── Passage shown

Data reveals how 2020’s Bitcoin halving has a drastic fundamental difference than the past two

Photo by Virgil Cayasa on Unsplash

Bitcoin’s now-concluded halving was the talk of the town in 2020. The May 12 event saw immense media spotlight and institutional interest in the broader cryptocurrency space. 

While some predicted an eventual drop in prices, others cite vastly changed economic and financial conditions than the past halving as a major differentiator. 

Finally a hedge

Matt D’Souza, fund manager and operator of Bitcoin mining firm Blockware, noted 2020’s halving “rally” was unlike 2016’s unsustainable run, which at the time, saw Bitcoin surge by only 70 percent only to correct 33 percent and begin a 17-month long bear market. 

Now, as the globe battles with the ongoing COVID-19 pandemic and reels from a strained economy; Bitcoin is emerging as a potential “hedge” against traditional assets, mainly due to its decentralized, stateless feature and unrestricted mobility for users. 

D’Souza’s comments come after Paul Tudor Jones II, billionaire fund manager and head of Tudor Investments, revealed last month the firm was dipping into Bitcoin futures. Jones sees Bitcoin as a “fast horse” comparable to what gold was in the early 1980s — when the historic “Great Depression” period hit global markets. 

While calling out the U.S. Federal Reserve’s reckless “money printing” that culminated into negative interest rates, D’Souza notes the Bitcoin network has eventually deleveraged. 16 percent of miners, he claims, have “shut off,” creating a “better environment” for cryptocurrencies to rally. 

Bye Equities

Bitcoin has now seemingly decoupled from the U.S. equities market. For a large part of 2019-20, the two markets shared peaks and bottoms, leading to analysts condemn Bitcoin’s supposed “global hedge” features. 

But markets are now rallying down. As CryptoSlate reported this week, the Federal Reserve has finally given a grim prediction for the economy. Stock markets around the world are coping with the long-term effects of COVID-19, which include potentially drastic changes in transportation, supply chains, and travel. 

Cryptocurrencies and blockchain technology, however, look safe. Volatility has dropped, BTC and other large-cap crypto addresses are surging, and companies are integrating blockchain-based platforms at a time when development is otherwise fledging. 

ETH 2.0 creating accumulation?

Another important feature — absent from prior halvings — is the maturation of Ethereum as a crypto-asset and its upcoming 2.0 “Serenity” update

On May 13, individual addresses holding upwards of 32 ETH hit a previously unseen 114,620 wallets.

A look at Glassnode’s on-chain data for ETH wallets illustrates the point:

ETH wallets rising
(Source: Glassnode)

After the Ethereum network shifts to a PoS algorithm, investors and traders will be incentivized to hold at least 32 ETH to run validator nodes and earn risk-free interest on staked funds. The benefits are two-fold, network security increases in proportion to operational nodes, and investors get a better return for funds (in terms of ETH) against the vanilla buy-and-hold strategy.

Ethereum’s strong fundamentals coupled with global investors searching for places to put their money creates a ripe environment for cryptocurrencies — one that serves as a growth catalyst not present in earlier years.

────
── Information given

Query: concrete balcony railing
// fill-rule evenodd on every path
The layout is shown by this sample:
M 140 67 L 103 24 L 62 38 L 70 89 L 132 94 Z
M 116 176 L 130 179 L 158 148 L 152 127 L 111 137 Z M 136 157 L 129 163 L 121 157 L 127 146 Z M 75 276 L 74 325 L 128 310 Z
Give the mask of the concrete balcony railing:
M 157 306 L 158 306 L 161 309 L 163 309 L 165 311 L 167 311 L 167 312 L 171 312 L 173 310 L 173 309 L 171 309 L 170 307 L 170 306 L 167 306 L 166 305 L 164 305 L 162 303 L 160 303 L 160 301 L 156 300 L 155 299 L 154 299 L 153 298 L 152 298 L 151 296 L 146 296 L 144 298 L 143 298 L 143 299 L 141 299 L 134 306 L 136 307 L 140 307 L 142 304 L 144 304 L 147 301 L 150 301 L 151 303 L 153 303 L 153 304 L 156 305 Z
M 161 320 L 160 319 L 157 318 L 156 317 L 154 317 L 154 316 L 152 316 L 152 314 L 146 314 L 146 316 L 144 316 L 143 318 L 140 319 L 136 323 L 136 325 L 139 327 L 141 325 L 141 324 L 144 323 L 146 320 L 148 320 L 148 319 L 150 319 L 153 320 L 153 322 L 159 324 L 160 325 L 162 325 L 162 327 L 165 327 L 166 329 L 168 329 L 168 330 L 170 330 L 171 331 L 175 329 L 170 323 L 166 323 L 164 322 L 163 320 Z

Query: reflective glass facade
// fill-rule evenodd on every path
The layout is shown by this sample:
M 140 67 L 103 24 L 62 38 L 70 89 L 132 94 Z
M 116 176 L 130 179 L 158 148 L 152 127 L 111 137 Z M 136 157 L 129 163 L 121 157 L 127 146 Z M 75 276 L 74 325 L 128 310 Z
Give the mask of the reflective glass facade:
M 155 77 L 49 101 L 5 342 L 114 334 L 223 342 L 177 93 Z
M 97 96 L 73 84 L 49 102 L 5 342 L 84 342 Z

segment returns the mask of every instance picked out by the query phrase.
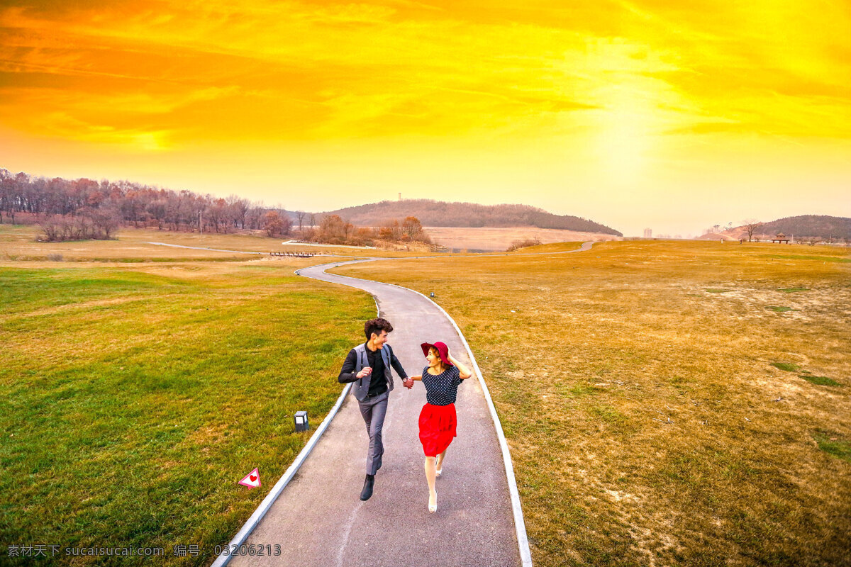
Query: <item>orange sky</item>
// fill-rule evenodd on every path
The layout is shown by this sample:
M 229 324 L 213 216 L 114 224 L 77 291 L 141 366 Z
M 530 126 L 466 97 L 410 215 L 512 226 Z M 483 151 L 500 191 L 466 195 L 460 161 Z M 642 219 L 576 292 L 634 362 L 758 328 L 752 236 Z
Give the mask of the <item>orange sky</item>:
M 3 0 L 0 167 L 626 235 L 851 216 L 851 3 Z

────

Task instructions:
A - In the Bitcoin halving article, on what date did the halving take place?
B - Name every person mentioned in the Bitcoin halving article.
C - Please repeat the Bitcoin halving article from "Data reveals how" up to and including "broader cryptocurrency space.".
The rows play no part here.

Solutions:
A - May 12, 2020.

B - Virgil Cayasa, Matt D’Souza, Paul Tudor Jones II

C -
Data reveals how 2020’s Bitcoin halving has a drastic fundamental difference than the past two

Photo by Virgil Cayasa on Unsplash

Bitcoin’s now-concluded halving was the talk of the town in 2020. The May 12 event saw immense media spotlight and institutional interest in the broader cryptocurrency space.